--- START Source ---

Patent Application
20250014790
The present invention relates to a surge arrester, also called a surge protector or more succinctly SPD (Surge Protective Device); in particular, it concerns a surge arrester equipped with a disconnector for opening the circuit at the end of the arrester's life
The term surge arrester denotes those electrical/electronic devices which, interposed between an active conductor of an electrical installation and a ground protective conductor, provide for the discharge to earth of overcurrent/overvoltage peaks—such as those generated by atmospheric lightning strikes and switching operations—which could otherwise cause serious damage to the electrical installation and its equipment.
Direct lightning phenomena are in fact the main sources of disruptive effects on electrical installations and their user equipment; indirect discharges and switching surges are also sources of extensive damage, the origin of which is not easy to identify, but whose effects are just as dreadful for sensitive installations where continuity of operation is imperative.
The duration of these phenomena varies from a few microseconds to a few hundred microseconds, but in this very short time they contain a very high energy content. These phenomena must be appropriately intercepted and channelled to ground, in order to protect the equipment connected to the electrical network and thus guarantee the integrity and functionality of said network.

--- END Source ---
--- START Data rows ---

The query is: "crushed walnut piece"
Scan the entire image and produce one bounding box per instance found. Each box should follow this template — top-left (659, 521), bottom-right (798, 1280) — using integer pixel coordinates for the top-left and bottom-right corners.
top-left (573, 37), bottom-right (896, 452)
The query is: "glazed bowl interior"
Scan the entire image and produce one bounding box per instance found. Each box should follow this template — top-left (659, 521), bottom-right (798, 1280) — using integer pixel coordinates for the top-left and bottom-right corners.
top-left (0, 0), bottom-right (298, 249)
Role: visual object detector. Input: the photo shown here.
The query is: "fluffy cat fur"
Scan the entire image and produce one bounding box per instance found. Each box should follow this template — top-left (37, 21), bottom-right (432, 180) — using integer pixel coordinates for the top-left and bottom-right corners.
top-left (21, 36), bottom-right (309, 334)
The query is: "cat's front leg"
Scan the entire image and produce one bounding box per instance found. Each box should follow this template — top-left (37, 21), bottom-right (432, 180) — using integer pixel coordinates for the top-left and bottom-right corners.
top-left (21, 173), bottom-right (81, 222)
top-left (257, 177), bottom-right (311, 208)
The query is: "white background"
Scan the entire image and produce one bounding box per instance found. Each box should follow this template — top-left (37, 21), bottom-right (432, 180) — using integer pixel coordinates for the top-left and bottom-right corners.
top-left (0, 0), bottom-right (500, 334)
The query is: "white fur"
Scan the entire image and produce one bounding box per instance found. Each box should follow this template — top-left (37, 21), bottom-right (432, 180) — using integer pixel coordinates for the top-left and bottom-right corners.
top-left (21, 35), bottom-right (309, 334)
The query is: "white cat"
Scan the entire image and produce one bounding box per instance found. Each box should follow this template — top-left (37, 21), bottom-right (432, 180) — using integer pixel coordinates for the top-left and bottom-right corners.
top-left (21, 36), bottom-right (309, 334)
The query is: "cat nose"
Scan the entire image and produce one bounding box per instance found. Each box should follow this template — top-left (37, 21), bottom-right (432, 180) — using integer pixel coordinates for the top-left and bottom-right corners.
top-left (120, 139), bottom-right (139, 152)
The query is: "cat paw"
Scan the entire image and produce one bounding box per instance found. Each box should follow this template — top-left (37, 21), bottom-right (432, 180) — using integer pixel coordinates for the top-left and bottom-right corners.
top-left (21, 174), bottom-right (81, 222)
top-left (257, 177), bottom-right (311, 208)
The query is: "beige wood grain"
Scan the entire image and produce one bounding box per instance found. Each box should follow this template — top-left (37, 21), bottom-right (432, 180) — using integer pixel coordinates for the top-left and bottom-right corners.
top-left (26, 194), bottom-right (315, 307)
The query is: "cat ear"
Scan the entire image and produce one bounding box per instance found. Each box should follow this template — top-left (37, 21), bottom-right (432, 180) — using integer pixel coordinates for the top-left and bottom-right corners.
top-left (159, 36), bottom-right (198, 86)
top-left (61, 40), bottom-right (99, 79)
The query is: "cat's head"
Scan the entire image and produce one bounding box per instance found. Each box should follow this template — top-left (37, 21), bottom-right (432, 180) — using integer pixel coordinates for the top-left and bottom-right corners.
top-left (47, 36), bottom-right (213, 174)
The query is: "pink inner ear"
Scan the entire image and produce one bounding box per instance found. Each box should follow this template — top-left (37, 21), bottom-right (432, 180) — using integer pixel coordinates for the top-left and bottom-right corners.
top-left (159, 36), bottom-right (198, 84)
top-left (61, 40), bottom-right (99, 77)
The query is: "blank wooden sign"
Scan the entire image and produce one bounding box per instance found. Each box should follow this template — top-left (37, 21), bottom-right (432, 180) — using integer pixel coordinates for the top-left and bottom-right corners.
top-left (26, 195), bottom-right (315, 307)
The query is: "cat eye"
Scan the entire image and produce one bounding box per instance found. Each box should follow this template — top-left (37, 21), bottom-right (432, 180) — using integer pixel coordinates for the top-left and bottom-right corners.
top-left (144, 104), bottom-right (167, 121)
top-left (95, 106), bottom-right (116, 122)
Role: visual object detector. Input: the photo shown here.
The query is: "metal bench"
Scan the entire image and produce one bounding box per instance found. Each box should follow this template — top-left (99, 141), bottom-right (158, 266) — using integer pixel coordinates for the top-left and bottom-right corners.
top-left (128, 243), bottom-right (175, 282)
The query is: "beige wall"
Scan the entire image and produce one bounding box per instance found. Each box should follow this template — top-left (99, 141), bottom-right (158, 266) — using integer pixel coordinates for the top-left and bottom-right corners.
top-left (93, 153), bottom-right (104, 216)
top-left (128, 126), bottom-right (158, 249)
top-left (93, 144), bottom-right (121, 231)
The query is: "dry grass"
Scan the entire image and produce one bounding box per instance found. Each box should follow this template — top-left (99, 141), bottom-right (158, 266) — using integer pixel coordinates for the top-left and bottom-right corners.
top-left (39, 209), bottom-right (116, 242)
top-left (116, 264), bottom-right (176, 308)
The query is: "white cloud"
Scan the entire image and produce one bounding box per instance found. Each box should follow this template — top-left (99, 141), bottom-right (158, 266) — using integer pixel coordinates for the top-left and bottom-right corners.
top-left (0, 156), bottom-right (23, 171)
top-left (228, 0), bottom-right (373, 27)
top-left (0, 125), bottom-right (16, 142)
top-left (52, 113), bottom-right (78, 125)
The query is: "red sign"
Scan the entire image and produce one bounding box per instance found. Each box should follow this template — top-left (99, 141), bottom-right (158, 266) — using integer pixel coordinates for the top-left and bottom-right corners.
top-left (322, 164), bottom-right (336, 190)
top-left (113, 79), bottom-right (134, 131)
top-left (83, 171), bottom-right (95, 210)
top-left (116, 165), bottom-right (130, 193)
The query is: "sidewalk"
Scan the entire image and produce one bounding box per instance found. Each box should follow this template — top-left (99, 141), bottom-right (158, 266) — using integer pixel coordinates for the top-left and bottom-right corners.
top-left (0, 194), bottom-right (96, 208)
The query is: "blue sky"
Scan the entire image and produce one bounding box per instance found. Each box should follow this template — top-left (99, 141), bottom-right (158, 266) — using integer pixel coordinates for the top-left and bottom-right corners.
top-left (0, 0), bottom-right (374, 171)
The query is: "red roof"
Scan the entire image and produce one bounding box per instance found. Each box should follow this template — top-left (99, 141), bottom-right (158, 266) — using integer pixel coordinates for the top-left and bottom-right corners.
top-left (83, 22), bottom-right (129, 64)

--- END Data rows ---

▶ [Problems and tasks]:
**1.** Using the patent application on surge arresters, answer each question below. Mark your answers (a), (b) and (c), one per line.
(a) What does the abbreviation SPD stand for?
(b) Between which two conductors is a surge arrester interposed?
(c) How long do these surge phenomena last?
**2.** Decide whether each statement below agrees with the patent application on surge arresters. Answer yes or no for each, and quote the words from the application that settle it.
(a) The disconnector opens the circuit at the end of the arrester's life.
(b) The origin of damage from indirect discharges and switching surges is easy to identify.
(c) Direct lightning phenomena are the main sources of disruptive effects on electrical installations.
**3.** Resume the patent application on surge arresters, picking up right after its final sentence.

▶ [Responses by task]:
**1.**
(a) Surge Protective Device.
(b) An active conductor of an electrical installation and a ground protective conductor.
(c) From a few microseconds to a few hundred microseconds.

**2.**
(a) Yes: "a disconnector for opening the circuit at the end of the arrester's life"
(b) No: "the origin of which is not easy to identify"
(c) Yes: "Direct lightning phenomena are in fact the main sources of disruptive effects on electrical installations and their user equipment"

**3.**
In this context, reference is made to arresters of the most recent known art, comprising a protective element in the form of a varistor, which has a behaviour equivalent to that of a variable (non-linear) resistor in the voltage/current ratio. When the reference voltage is exceeded, e.g. when a short-term overvoltage/overcurrent peak occurs, the varistor of the arrester abruptly lowers its resistance, so that the current peak can be easily discharged through it, to ground, and does not proceed to other parts of the electrical installation with higher resistance. Electrically connected to the varistor electrodes are the leads of the arrester connection terminals, which in turn are connected to a phase conductor and a protective conductor and/or neutral conductor respectively.
In the internal circuit of the arrester, in series with the protective element in the form of a varistor, there is typically also a ‘disconnector’, which constitutes a known disconnection device, with protective functions in case of failure and/or degradation of the protective element.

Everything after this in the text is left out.